Taxista, escritor y viceversa. Licenciado en charlas casuales y amante discreto del verso suelto.

Ser padre

Me faltan datos de cualquiera para juzgar a ese cualquiera por culpa de un hecho puntual. Necesito saber, conocer sus entresijos para entender su actitud o al contrario: tildarlo empíricamente de imbécil .

Salvo excepciones. Nada justifica el racismo, la homofobia, o agredir a un desconocido basándose solamente en prejuicios. De hecho, me cuesta mucho, muchísimo, lidiar en mi taxi con verborreicos cuyo simplismo ya es de por sí una amenaza. Parecen tener el odio enquistado dentro y lo dispersan en modo aleatorio y a la mínima ocasión. Sinceramente creo que no son felices, y que vuelcan tamaña frustración en los demás, haciendo uso de un lenguaje tristemente limitado.

***

- _Ejercicios propuestos_
[1] Traduce al inglés esta oración del texto «Ser padre»: «Nada justifica el racismo, la homofobia, o agredir a un desconocido basándose solamente en prejuicios.»
[2] Cita textualmente el tramo del texto «Ser padre» que va desde "Me faltan datos" hasta "de imbécil .".

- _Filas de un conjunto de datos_

***

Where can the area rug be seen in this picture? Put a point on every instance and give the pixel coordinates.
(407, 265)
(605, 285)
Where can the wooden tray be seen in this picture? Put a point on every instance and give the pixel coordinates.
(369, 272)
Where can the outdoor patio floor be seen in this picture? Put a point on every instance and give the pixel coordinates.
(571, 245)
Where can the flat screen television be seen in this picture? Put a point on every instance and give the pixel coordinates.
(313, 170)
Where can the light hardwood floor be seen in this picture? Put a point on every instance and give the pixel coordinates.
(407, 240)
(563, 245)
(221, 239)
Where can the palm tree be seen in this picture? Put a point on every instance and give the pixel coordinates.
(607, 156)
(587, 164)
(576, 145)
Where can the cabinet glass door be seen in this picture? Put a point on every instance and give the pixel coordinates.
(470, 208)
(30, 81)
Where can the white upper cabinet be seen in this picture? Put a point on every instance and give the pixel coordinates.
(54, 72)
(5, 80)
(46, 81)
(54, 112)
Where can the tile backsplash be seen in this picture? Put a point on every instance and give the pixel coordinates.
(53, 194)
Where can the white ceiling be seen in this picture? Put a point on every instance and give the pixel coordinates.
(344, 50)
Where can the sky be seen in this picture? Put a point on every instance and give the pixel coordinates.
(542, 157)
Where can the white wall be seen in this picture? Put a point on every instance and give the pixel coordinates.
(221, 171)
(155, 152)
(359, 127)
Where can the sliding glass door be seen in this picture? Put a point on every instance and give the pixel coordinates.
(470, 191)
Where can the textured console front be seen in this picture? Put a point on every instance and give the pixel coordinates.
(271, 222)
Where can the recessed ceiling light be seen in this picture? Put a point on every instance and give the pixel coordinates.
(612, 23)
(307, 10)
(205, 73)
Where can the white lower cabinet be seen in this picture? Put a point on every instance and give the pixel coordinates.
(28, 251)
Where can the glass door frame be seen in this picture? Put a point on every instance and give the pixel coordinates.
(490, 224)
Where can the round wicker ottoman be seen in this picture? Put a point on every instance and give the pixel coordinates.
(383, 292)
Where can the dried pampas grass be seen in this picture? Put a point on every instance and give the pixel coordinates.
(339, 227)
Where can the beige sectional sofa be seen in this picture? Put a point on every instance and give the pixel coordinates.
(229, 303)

***

- _Respuestas finales_
[1] Nothing justifies racism, homophobia, or attacking a stranger based solely on prejudice.

[2]
Me faltan datos de cualquiera para juzgar a ese cualquiera por culpa de un hecho puntual. Necesito saber, conocer sus entresijos para entender su actitud o al contrario: tildarlo empíricamente de imbécil .